Zur Weihnachtsausgabe von „Wetten, dass…“ betrat der Moderator die Show wie ein Boxer. Tatsächlich erfüllt er eher die Rolle des peinlichen Onkels – was der Sendung ganz gut steht.

Der Sender weiß, wo seine Kritiker wohnen und warf ihnen den Spielball noch vor der Sendung selbst zu: „Große Überraschung beim Opening von @wettendass“, twitterte das ZDF am Samstag, „wir verraten aber nichts.“ Nur um verheißungsvoll den Hashtag #ohnemarkuslanz anzuhängen.

Tatsächlich gab es zum Start der Sendung keinen Lanz. Stattdessen eröffnete Sänger Michael Bublé im Duett mit Michelle Hunziker die Weihnachtsausgabe von „Wetten, dass…“. Wer jetzt dachte, die Show habe den einen abgelegt und die andere zurückgeholt, wurde enttäuscht. Bublé kündigte den Gastgeber des Abends an wie ein Boxpromoter: „Here is Markuuuuuus Laaanz!“

Die Ansage könnte passen, denn längst betritt der Moderator keine Veranstaltungshallen mehr, wenn er eine „Wetten, dass…“-Sendung präsentiert – er betritt einen Boxring, an dessen Seite die Punktrichter der Feuilletons und sozialen Netzwerke warten. Lanz kann’s nicht, rufen sie.  Auf Twitter ergießt sich die Häme in Echtzeit; jeder Lanz-Witz, der nicht zündete, wird hier noch mal zum Fremdschämen protokolliert. Es entsteht ein Second Screen, den sich keine Fernsehsendung wünscht.

Doch die eigentliche Währung, die für eine Samstagabendshow zählt, ist das Wohnzimmer. Hier hatte „Wetten, dass…“ zuletzt immer stärkere Verluste eingefahren. Die letzte Show im November sahen 6,55 Millionen Menschen, so wenige wie noch nie zuvor. Vielleicht mag das der Grund sein, warum sich das Format immer mehr zur Gottschalk-Sendung zurückentwickelt: Mehr Gäste-Talk, bodenständige Wetten und nun kehrte sogar Michelle Hunziker als Co-Moderatorin zurück.

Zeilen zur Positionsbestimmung
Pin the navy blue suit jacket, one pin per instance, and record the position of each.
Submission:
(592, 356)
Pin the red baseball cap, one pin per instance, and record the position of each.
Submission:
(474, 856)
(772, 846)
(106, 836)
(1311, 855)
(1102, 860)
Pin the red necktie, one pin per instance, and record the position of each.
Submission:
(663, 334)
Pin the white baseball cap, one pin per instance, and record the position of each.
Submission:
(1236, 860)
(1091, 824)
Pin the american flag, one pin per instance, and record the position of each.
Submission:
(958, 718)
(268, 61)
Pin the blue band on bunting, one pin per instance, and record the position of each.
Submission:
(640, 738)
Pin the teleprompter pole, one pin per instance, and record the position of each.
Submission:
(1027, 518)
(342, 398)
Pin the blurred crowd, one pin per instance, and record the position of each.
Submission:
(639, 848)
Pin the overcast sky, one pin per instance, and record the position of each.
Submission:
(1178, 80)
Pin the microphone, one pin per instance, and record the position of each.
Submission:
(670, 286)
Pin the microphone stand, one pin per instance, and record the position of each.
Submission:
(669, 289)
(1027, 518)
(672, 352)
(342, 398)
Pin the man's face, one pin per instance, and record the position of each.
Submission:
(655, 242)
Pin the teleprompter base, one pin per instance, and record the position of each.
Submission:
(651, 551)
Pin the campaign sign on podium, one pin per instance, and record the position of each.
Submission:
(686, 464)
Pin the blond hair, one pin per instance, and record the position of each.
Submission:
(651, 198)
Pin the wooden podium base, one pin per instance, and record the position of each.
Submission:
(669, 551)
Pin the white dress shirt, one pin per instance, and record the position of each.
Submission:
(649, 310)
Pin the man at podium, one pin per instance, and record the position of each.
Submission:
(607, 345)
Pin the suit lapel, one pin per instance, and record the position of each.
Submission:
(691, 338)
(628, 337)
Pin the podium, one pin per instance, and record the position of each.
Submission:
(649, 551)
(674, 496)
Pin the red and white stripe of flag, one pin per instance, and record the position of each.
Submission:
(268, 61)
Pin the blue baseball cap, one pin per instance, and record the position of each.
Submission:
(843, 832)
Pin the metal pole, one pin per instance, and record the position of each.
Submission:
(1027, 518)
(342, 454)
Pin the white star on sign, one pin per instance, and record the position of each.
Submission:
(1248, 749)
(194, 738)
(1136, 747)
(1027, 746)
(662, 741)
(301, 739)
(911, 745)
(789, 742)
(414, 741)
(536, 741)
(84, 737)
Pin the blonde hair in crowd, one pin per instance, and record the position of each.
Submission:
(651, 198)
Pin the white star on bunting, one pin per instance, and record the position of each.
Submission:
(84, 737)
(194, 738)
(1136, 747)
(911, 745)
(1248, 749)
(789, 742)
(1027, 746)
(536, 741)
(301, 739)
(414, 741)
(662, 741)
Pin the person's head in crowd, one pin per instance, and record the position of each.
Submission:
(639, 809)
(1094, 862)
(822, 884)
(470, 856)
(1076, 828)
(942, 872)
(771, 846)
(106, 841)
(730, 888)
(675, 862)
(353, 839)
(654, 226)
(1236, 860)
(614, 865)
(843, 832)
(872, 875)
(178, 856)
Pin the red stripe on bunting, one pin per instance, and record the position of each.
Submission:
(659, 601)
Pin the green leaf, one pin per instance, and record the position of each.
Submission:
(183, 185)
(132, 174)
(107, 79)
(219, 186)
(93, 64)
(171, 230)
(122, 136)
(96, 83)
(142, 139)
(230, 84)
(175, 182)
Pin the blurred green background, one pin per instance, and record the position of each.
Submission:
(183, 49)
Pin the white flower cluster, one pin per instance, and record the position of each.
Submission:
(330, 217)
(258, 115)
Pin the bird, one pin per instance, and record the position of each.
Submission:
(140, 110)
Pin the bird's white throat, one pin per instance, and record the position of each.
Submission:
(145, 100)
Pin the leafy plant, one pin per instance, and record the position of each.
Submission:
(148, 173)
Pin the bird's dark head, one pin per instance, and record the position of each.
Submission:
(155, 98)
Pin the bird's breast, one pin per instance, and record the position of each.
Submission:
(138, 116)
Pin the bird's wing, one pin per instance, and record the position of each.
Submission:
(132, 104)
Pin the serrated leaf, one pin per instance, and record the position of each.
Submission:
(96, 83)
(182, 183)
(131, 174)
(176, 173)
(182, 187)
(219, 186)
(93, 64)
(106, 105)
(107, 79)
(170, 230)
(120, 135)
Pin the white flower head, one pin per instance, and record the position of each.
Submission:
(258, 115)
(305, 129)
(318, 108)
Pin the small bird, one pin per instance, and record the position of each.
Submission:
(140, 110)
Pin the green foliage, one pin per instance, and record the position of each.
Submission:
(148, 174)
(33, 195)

---

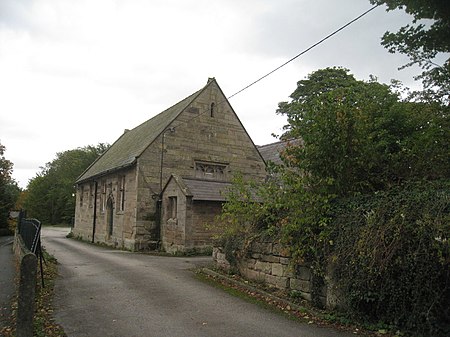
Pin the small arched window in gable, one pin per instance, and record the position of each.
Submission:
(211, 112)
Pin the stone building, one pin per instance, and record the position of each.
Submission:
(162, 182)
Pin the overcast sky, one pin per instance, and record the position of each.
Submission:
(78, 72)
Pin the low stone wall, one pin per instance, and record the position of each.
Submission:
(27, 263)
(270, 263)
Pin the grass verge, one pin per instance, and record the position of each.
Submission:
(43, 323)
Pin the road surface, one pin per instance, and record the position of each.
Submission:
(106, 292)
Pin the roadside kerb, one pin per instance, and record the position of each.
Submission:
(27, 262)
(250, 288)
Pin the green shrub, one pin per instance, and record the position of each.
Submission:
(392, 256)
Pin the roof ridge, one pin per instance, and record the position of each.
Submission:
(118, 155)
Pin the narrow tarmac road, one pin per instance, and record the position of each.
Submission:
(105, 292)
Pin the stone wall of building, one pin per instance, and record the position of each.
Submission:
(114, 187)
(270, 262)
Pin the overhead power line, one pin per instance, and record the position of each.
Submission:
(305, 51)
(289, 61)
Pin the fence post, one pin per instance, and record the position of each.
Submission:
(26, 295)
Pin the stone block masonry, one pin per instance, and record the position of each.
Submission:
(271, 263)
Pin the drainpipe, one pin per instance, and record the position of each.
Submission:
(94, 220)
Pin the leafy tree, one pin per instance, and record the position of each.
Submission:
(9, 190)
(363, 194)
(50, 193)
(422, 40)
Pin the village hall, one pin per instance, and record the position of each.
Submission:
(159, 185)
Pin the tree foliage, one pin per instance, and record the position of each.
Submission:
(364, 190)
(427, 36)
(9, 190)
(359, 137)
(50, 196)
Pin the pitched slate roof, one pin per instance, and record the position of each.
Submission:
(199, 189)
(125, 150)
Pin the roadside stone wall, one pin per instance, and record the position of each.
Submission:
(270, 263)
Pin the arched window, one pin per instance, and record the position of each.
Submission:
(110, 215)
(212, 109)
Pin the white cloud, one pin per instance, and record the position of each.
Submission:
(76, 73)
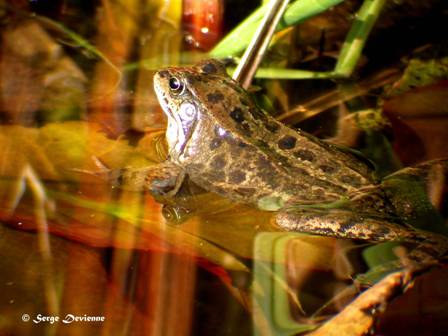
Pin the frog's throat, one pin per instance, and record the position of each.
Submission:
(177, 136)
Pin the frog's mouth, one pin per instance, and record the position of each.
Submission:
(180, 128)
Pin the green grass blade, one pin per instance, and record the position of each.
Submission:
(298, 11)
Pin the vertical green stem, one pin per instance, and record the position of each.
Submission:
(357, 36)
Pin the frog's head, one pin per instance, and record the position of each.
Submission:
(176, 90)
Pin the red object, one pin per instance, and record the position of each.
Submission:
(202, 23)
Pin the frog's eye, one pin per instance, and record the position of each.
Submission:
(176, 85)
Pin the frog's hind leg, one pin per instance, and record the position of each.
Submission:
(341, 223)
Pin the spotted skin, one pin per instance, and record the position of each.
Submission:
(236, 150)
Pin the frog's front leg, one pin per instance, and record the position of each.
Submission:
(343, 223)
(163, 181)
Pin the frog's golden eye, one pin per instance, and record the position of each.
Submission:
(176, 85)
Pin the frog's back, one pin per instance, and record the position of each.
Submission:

--

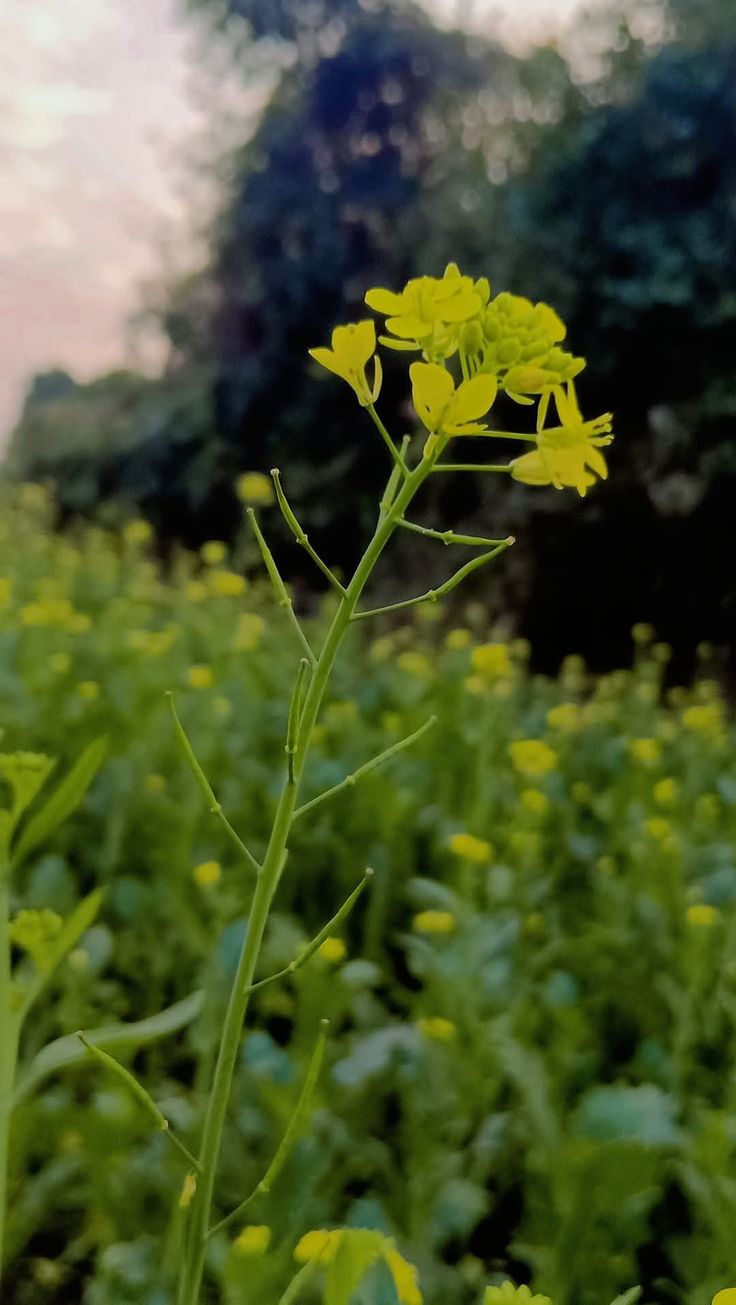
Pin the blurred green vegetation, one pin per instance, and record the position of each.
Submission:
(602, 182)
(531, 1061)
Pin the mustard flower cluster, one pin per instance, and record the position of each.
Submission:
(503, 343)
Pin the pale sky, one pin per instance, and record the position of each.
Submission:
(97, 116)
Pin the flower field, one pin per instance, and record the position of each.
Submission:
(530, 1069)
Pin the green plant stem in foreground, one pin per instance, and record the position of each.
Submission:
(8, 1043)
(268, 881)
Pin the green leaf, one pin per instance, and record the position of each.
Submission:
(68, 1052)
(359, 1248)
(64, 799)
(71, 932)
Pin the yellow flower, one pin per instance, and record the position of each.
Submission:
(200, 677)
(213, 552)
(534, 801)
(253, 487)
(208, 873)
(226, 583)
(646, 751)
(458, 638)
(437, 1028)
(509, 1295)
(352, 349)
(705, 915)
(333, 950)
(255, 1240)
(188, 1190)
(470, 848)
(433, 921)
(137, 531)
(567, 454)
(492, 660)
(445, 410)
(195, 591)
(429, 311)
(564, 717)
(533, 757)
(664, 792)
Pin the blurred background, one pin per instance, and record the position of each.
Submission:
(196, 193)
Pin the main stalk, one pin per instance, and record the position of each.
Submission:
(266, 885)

» **AUFGABEN**
A. Entnehmen Sie dem Text über „Wetten, dass…“ wortgetreu die Passage, die mit „Die Ansage könnte“ beginnt und mit „keine Fernsehsendung wünscht.“ endet.
B. Prüfen Sie anhand des Textes über „Wetten, dass…“, ob die folgenden Aussagen zutreffen, und belegen Sie jedes Ja oder Nein mit einem wörtlichen Zitat: (i) Markus Lanz eröffnete die Weihnachtsausgabe selbst. (ii) Die letzte Show im November hatte so wenige Zuschauer wie nie zuvor. (iii) Michelle Hunziker kehrte als Co-Moderatorin zurück.
Die Zeilen sind hierfür ohne Belang.

» **ENDERGEBNISSE**
A.
Die Ansage könnte passen, denn längst betritt der Moderator keine Veranstaltungshallen mehr, wenn er eine „Wetten, dass…“-Sendung präsentiert – er betritt einen Boxring, an dessen Seite die Punktrichter der Feuilletons und sozialen Netzwerke warten. Lanz kann’s nicht, rufen sie.  Auf Twitter ergießt sich die Häme in Echtzeit; jeder Lanz-Witz, der nicht zündete, wird hier noch mal zum Fremdschämen protokolliert. Es entsteht ein Second Screen, den sich keine Fernsehsendung wünscht.

B.
(i) Nein: „Tatsächlich gab es zum Start der Sendung keinen Lanz.“
(ii) Ja: „Die letzte Show im November sahen 6,55 Millionen Menschen, so wenige wie noch nie zuvor.“
(iii) Ja: „nun kehrte sogar Michelle Hunziker als Co-Moderatorin zurück“